Please print every line of the records below exactly as it appears, omitting the pictures.
************
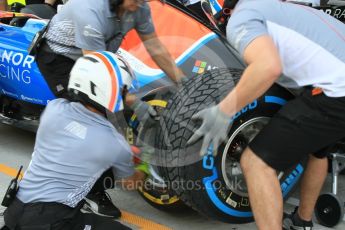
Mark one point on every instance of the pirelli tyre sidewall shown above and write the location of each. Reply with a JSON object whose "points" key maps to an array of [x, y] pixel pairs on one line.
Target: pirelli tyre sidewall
{"points": [[207, 185], [154, 190]]}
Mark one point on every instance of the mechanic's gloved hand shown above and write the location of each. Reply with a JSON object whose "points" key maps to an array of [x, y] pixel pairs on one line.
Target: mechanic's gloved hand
{"points": [[145, 112], [214, 128]]}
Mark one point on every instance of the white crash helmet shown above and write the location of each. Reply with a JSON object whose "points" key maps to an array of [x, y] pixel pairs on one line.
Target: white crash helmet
{"points": [[99, 78]]}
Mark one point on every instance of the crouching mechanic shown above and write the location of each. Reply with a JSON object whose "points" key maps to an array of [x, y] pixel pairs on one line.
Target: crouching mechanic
{"points": [[308, 47], [75, 145]]}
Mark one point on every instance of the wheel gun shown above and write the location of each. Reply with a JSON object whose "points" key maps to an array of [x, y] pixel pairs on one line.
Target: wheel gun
{"points": [[11, 190]]}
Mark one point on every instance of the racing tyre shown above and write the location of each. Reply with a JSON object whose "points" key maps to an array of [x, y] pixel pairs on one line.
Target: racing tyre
{"points": [[214, 185]]}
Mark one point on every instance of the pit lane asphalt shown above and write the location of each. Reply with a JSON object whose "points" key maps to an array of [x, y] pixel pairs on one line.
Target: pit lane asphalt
{"points": [[16, 147]]}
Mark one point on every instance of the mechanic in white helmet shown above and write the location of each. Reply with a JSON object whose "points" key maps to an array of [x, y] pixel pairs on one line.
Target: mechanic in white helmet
{"points": [[75, 145]]}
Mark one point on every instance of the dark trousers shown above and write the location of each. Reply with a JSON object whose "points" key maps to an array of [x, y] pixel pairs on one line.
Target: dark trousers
{"points": [[55, 216], [55, 69]]}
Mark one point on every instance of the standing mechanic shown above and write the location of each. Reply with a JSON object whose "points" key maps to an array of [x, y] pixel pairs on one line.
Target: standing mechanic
{"points": [[87, 25], [308, 47], [75, 144]]}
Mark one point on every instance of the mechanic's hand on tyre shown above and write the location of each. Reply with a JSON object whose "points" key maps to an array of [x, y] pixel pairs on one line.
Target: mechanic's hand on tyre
{"points": [[214, 128], [145, 112]]}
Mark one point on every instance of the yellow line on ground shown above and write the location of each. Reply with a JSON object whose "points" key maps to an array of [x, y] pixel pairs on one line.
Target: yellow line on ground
{"points": [[130, 218], [141, 222]]}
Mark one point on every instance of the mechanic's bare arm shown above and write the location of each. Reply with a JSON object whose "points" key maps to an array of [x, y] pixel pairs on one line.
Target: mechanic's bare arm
{"points": [[161, 56], [134, 181], [264, 68]]}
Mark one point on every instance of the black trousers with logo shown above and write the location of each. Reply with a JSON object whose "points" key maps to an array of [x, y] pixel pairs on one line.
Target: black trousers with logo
{"points": [[55, 216]]}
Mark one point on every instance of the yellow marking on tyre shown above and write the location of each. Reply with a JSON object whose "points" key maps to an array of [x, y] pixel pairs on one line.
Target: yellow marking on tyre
{"points": [[159, 200], [159, 103]]}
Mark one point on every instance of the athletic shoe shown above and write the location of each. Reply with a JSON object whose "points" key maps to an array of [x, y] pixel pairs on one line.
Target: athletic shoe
{"points": [[292, 221]]}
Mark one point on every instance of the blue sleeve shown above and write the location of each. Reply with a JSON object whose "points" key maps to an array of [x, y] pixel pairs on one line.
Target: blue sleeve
{"points": [[243, 27]]}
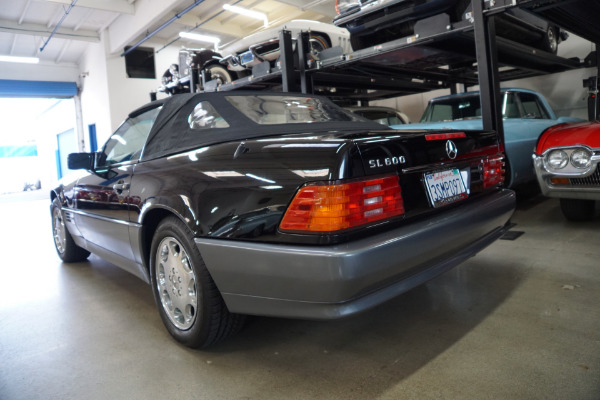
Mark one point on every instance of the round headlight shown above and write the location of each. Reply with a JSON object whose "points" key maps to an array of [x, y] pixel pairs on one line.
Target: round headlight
{"points": [[581, 158], [557, 159]]}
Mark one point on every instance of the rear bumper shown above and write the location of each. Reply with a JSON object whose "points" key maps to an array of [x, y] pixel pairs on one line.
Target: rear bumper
{"points": [[326, 282]]}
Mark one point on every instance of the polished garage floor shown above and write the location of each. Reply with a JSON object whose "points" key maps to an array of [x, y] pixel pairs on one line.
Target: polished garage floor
{"points": [[519, 321]]}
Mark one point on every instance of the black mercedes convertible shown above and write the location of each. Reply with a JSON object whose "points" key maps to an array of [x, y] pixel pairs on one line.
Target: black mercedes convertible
{"points": [[253, 203]]}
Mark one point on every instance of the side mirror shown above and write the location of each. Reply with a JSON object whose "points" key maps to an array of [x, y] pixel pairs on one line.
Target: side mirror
{"points": [[81, 161]]}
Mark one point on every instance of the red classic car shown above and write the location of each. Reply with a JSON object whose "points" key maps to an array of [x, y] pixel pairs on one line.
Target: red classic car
{"points": [[566, 164]]}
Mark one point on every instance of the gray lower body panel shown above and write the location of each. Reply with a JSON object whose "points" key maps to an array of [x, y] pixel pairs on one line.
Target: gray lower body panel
{"points": [[325, 282]]}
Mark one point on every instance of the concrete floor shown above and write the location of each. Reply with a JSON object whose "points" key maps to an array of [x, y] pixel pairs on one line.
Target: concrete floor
{"points": [[519, 321]]}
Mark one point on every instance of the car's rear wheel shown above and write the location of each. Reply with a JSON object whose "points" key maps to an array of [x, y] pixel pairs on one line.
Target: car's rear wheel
{"points": [[66, 248], [187, 298], [577, 209]]}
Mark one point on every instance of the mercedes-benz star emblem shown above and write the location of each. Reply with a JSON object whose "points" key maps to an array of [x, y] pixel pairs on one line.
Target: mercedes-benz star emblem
{"points": [[451, 149]]}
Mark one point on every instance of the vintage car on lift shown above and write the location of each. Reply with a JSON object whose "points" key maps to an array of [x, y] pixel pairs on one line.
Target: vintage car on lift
{"points": [[371, 22], [525, 113], [235, 203], [237, 59], [566, 164]]}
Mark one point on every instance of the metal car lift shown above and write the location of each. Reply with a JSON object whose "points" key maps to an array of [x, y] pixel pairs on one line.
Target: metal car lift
{"points": [[439, 55]]}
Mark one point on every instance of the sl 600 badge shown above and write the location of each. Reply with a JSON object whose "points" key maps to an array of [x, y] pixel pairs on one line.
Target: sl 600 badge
{"points": [[386, 162]]}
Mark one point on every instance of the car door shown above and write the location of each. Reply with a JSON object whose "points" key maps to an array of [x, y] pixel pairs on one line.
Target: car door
{"points": [[102, 197]]}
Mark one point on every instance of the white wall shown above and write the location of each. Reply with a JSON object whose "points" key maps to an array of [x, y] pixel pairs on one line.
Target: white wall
{"points": [[39, 72], [127, 94], [107, 94]]}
************
◆ Task output:
Mark one point on every instance of the pirelli tyre sidewall shown above and write the location of each. Reply with a JSON object whose "points" key maps to an array of [x, y] pixel pairs on one line.
Target: pirelli tyre sidewall
{"points": [[207, 185], [154, 190]]}
Mark one point on every instance of the mechanic's gloved hand shown above and write the location of each. Reply with a JSON object whose "points" key maps to an array of [x, y] pixel pairs on one line.
Target: mechanic's gloved hand
{"points": [[145, 112], [214, 128]]}
Mark one point on every instance of the white crash helmet shown above and write the location of each. Reply with a JSON object whose "points" key maps to an array of [x, y] pixel pairs on one line.
Target: white crash helmet
{"points": [[99, 78]]}
Mark one point on every instance of the crouching mechanic shown above and write the location of each. Reply with a JSON object whose "points" key maps to an array of [x, y] pixel pairs on one line.
Target: crouching mechanic
{"points": [[308, 47], [75, 145]]}
Mark one point on every instance of the wheel gun shown above and write the location of each. Reply with a JSON object whose "points" key maps to an array of [x, y] pixel pairs on one line.
Target: wheel gun
{"points": [[11, 190]]}
Mark one point on every instance of the racing tyre shown above and write the location of each. Reply with a JSON object whose "points" key maps to an array of [x, y] pixel pairs on one line.
Target: racing tyre
{"points": [[214, 185]]}
Mark one point on every instance of the pit lane asphalt shown above and write the location of each. Reply with a JSON object whose "points" key maps to an array of [x, y] pixel pairs on one line.
Target: pit lane asphalt
{"points": [[16, 147]]}
Mark one point on every instance of the mechanic in white helmet shown above and write the location of each. Reply with a JSON object whose "points" key maps to an array of [x, y] pixel pairs on one line.
Target: mechanic in white helmet
{"points": [[75, 145]]}
Mark one point on every instance of the dark trousers shown above and write the location of each. Reply with a JSON object whose "points" key maps to an array of [x, y] pixel pairs on one line.
Target: dark trousers
{"points": [[55, 216], [55, 69]]}
Mark one point on every instance of the standing mechanic shown above and write the location of each. Reply with a JSON object whose "points" key maps to an array of [x, y] pixel pairs on one line.
Target: standing mechanic
{"points": [[87, 25], [308, 47], [75, 144]]}
Mark one point on every instance of the mechanic's hand on tyre shown above and write the location of each. Reply with a JSON object whose "points" key maps to an array of [x, y] pixel pairs on one line.
Target: mechanic's hand on tyre
{"points": [[214, 128], [145, 112]]}
Mark one point on every instance of the yellow line on ground shown above and write the location of each. Reply with a JSON object whose "points" key maps to an array of [x, y] pixel pairs on one line.
Target: yellow line on ground
{"points": [[130, 218], [141, 222]]}
Mark one point on every instance of the mechanic's bare arm shown above and write the location of each. Reply with a JSON object whose "points" key maps to an array of [x, y] pixel pairs on one line.
Target: mechanic's bare arm
{"points": [[161, 56], [134, 181], [264, 68]]}
Mark one point on every instance of the black trousers with logo shown above and write the location of each. Reply with a JSON object whose "points" key maps to an array of [x, y] pixel pairs on one line.
Target: black trousers with logo
{"points": [[55, 216]]}
Mark one point on every instance of the yellow marking on tyre shown above and write the location of each. Reply with a JSON object whose "points" key maps to an array of [x, y] pixel pairs on one line.
Target: yellow marking on tyre
{"points": [[159, 200], [159, 103]]}
Mark one point on every instance of the athletic shoe shown above and write the location of each. Reply with a JSON object whose "points" key maps to an array of [x, y] pixel pairs on one line.
Target: athletic shoe
{"points": [[292, 221]]}
Mark one point on every instance of the blue sleeve shown above and write the location of each. Reply with a JSON object whose "points" key maps to an array of [x, y] pixel pairs on one line.
Target: blue sleeve
{"points": [[243, 27]]}
Mark one point on every instance of the round headlight shown above and write the location of each. Reply with a JSON object whose "points" key maps to an array of [x, y] pixel pairs on one line.
Target: round headlight
{"points": [[581, 158], [557, 159]]}
Mark one point on every instance of the rear bumper shown above and write the location of each. Reply with a JSON object whose "points" key maps to an array of [x, y] pixel pairs on one line.
Target: rear bumper
{"points": [[326, 282]]}
Mark one point on every instance of the polished garage floor shown above and write the location of each. Reply with a JSON object whose "points" key maps to an array of [x, y] pixel pairs on one line.
Target: polished garage floor
{"points": [[519, 321]]}
Mark one point on every instance of the black mercedes convertible shown above and write the location of each. Reply with a JSON object whose "points" key maps to an array of [x, y] pixel pairs on one line.
Target: black mercedes convertible
{"points": [[253, 203]]}
Mark one point on every instance of the side mirror shown above and write the location of each. Reply with a JSON object whose "points" key maps to an array of [x, y] pixel pairs on one line.
Target: side mirror
{"points": [[81, 161]]}
Mark one point on every instance of the red classic car shown above and write the location of each. Reply with a JSON object whose "points" key maps to an array of [x, y] pixel pairs on one line.
Target: red classic car
{"points": [[566, 164]]}
Mark one point on every instance of the gray lower body panel shown above and write the location of each. Reply with a JSON object whose "points" key maps to an array of [x, y] pixel pairs on one line.
Target: gray lower body panel
{"points": [[325, 282]]}
Mark one point on every instance of the concrete floor shown above and write the location of each. Reply with a JSON object whose "points" key maps to an array of [x, y] pixel pairs on one line.
Target: concrete floor
{"points": [[519, 321]]}
Mark one point on every instance of the car's rear wheel shown above and write the location of each. Reply with a JSON object whose "points" key maps to an array of [x, y] pixel pairs on one line.
Target: car's rear wheel
{"points": [[66, 248], [187, 298], [577, 209]]}
Mark one point on every instance of the mercedes-benz star emblem shown above and write the location of each. Reply with a JSON object whose "points" key maps to an array of [x, y] pixel pairs on one line.
Target: mercedes-benz star emblem
{"points": [[451, 149]]}
Mark one point on every instance of the vintage car on lift shown above and write the location of each. Reply with a JSON object whose "points" key maps to an array of [x, y] pixel pairs on one line.
Target: vintage car on lift
{"points": [[371, 22], [525, 113], [235, 203], [237, 59], [566, 164]]}
Mark one point on every instance of the metal car lift shown above and write the location of each. Reply with a JSON object whose "points" key maps to an array of [x, y] pixel pairs on one line.
Target: metal car lift
{"points": [[439, 55]]}
Mark one point on every instance of the sl 600 badge shown above and write the location of each. Reply with a JSON object whose "points" key maps to an array of [x, y] pixel pairs on one line.
Target: sl 600 badge
{"points": [[386, 162]]}
Mark one point on every instance of the car door shown above and write the location of each. Reply with a JSON object whose "points" key maps to an array of [x, y] pixel pairs on one line.
Target: car door
{"points": [[102, 197]]}
Mark one point on every instance of the white wall shown above and write the location of each. Reply with a JSON object whose "points" key maps to an array of [x, y] pixel pairs on one line.
Target: white wall
{"points": [[39, 72], [127, 94], [107, 94]]}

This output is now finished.